### Page text:
He said the city plans to return to council in September with site plans for the building.

Council President Bart Kounovsky cautioned city staff that they will have to ensure the price tag doesn’t go beyond the estimated cost of the project.

"There will be no creep in the number we end up with," Kounovsky said. "You’re really going to have to show me on the number."

He added he hopes the project stays in the budget and is approved by the council in the fast-approaching budget season.

The city for more than a year has been planning for a new police headquarters. But the process essentially was reset in February when a plan to sell Steamboat’s current emergency services building on Yampa Street to a triumvirate of outdoor retailers was scrapped.

City officials said the current headquarters is cramped and insufficient.

The cost of a new station would be covered by the city’s reserves.

In addition to the new police station, the city’s capital improvement plan includes projects such as the establishment of a new entrance to Emerald Park that would bypass the residences on Pamela Lane and improvements to the intersection of Pine Grove Road and U.S. Highway 40.

To pay for the projects and accommodate the new police station in the budget, the city is proposing the transfer of $10.7 million in its unassigned reserves to the capital improvement program.

A transfer of $1 million from the city’s general fund also would be required annually to complete the projects.

The council will weigh the capital improvement plan at budget hearings in the fall.

### Exercise 1:
In the police headquarters article, how will the city pay for a new station?

### Supplied data:
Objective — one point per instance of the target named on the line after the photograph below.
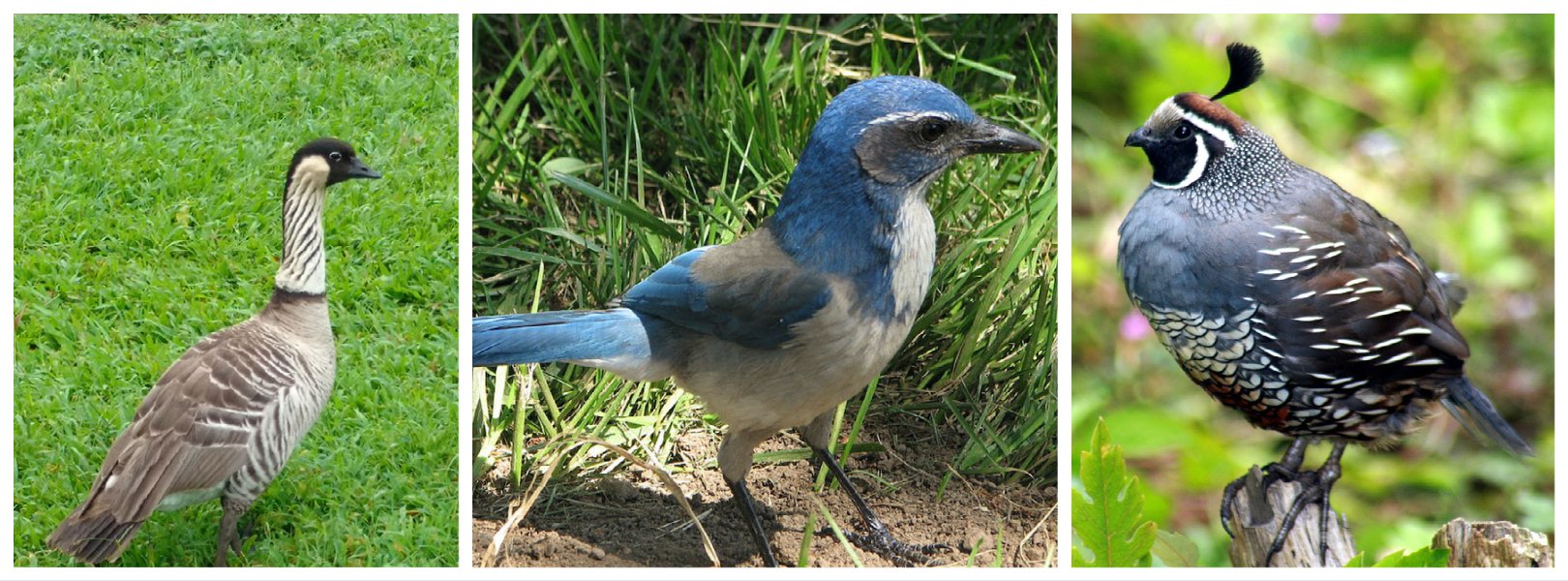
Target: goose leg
(229, 535)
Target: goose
(225, 418)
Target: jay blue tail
(591, 338)
(779, 327)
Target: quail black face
(1189, 133)
(339, 157)
(1183, 137)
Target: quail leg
(750, 510)
(1315, 489)
(1275, 472)
(877, 537)
(229, 535)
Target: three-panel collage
(502, 294)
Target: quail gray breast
(223, 419)
(1286, 297)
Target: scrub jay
(776, 328)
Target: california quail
(223, 419)
(1286, 297)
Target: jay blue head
(779, 327)
(874, 151)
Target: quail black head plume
(1286, 297)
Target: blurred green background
(1444, 124)
(149, 168)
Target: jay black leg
(877, 537)
(743, 500)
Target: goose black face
(341, 161)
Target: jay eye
(932, 129)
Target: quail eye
(932, 131)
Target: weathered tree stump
(1254, 535)
(1496, 543)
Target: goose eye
(932, 131)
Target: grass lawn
(149, 167)
(678, 133)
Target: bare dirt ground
(632, 520)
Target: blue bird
(776, 328)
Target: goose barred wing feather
(189, 437)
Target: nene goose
(223, 419)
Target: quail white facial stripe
(1208, 128)
(1200, 162)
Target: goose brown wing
(192, 431)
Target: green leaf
(1424, 558)
(1107, 515)
(566, 166)
(1175, 550)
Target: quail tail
(1479, 416)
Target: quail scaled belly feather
(1286, 297)
(225, 418)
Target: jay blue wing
(731, 298)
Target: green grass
(1454, 145)
(682, 133)
(149, 166)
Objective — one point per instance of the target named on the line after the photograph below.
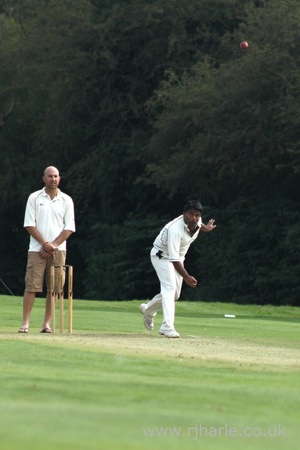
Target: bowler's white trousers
(170, 288)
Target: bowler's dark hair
(192, 204)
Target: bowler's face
(51, 179)
(191, 218)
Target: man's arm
(33, 231)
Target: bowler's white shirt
(175, 239)
(49, 216)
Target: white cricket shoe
(148, 320)
(169, 333)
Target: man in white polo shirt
(167, 257)
(50, 221)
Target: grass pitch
(227, 383)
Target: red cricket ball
(244, 44)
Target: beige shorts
(38, 270)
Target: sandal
(46, 330)
(23, 330)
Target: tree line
(142, 105)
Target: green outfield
(227, 383)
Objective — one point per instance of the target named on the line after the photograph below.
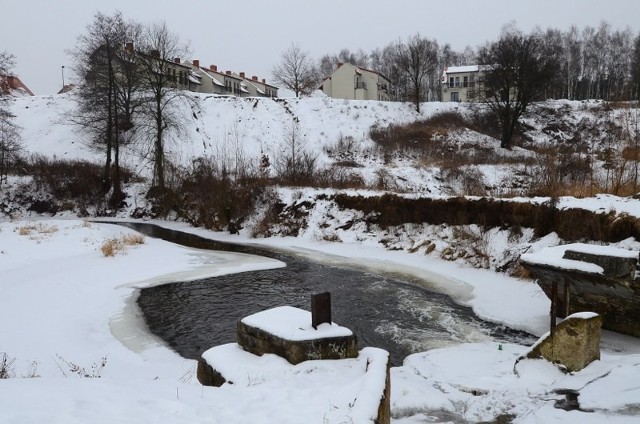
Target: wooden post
(320, 309)
(554, 306)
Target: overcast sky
(249, 36)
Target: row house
(355, 83)
(229, 83)
(189, 75)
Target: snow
(293, 324)
(351, 387)
(80, 293)
(554, 256)
(63, 302)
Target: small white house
(355, 83)
(461, 83)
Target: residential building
(259, 88)
(229, 83)
(355, 83)
(461, 83)
(189, 75)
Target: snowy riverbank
(65, 303)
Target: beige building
(461, 83)
(354, 83)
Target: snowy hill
(145, 381)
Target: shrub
(391, 210)
(111, 247)
(6, 366)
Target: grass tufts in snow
(70, 368)
(6, 366)
(36, 230)
(113, 246)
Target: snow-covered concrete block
(574, 344)
(287, 332)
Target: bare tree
(105, 61)
(10, 143)
(296, 71)
(418, 59)
(516, 73)
(161, 47)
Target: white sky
(250, 35)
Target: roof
(360, 68)
(11, 85)
(209, 72)
(460, 69)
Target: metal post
(566, 299)
(320, 309)
(554, 306)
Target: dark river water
(392, 312)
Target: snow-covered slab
(348, 390)
(554, 256)
(293, 324)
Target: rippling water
(385, 311)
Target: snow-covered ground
(65, 306)
(64, 303)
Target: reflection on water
(383, 311)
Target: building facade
(461, 83)
(354, 83)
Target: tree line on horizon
(593, 63)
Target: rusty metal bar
(320, 309)
(554, 306)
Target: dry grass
(113, 246)
(34, 230)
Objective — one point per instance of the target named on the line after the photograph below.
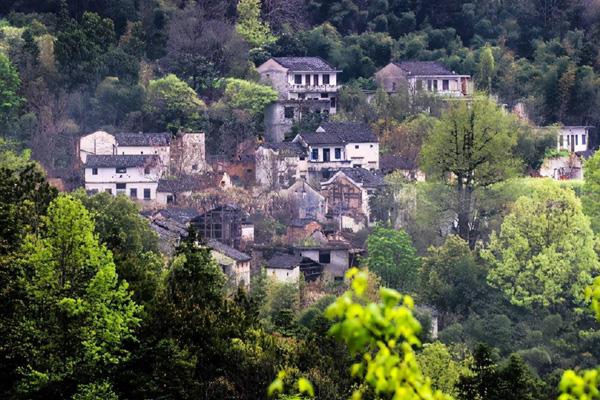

### Exercise 2:
Can you quote the records, starting with the line containing "Target: blurred green background" and going on through the line containing "(1496, 543)"?

### Written response 1:
It would be covered by the city's reserves.

### Written response 2:
Target: blurred green background
(1444, 124)
(149, 168)
Target: jay black leg
(877, 537)
(743, 500)
Target: goose black face
(341, 161)
Target: jay eye
(932, 129)
Target: quail eye
(932, 131)
Target: weathered tree stump
(1254, 535)
(1496, 543)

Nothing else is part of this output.